-- start of Stored rows --

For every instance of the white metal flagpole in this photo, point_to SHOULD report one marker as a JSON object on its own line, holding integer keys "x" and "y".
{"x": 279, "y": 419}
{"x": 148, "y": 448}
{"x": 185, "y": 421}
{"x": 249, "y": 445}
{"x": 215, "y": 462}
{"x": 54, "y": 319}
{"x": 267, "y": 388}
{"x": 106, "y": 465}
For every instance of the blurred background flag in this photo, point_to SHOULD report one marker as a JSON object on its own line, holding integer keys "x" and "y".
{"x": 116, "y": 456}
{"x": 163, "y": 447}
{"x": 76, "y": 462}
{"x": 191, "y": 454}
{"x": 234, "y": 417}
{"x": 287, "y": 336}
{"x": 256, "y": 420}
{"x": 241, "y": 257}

-- end of Stored rows --

Brief
Rewrite the listing with every "marker" replaced by "point", leaving all other text unchanged.

Answer to the task
For every instance of the white metal flagpole in this photo, point_to SHOULD report one point as a JSON object on its own line, holding integer keys "x" and "y".
{"x": 279, "y": 419}
{"x": 148, "y": 448}
{"x": 185, "y": 421}
{"x": 249, "y": 445}
{"x": 215, "y": 462}
{"x": 54, "y": 319}
{"x": 267, "y": 388}
{"x": 106, "y": 465}
For every instance of the blurred background flag in this photo, point_to SHOULD report one point as a JSON object on its own line, holding integer keys "x" and "y".
{"x": 116, "y": 456}
{"x": 163, "y": 447}
{"x": 76, "y": 462}
{"x": 191, "y": 454}
{"x": 234, "y": 417}
{"x": 287, "y": 336}
{"x": 256, "y": 420}
{"x": 241, "y": 257}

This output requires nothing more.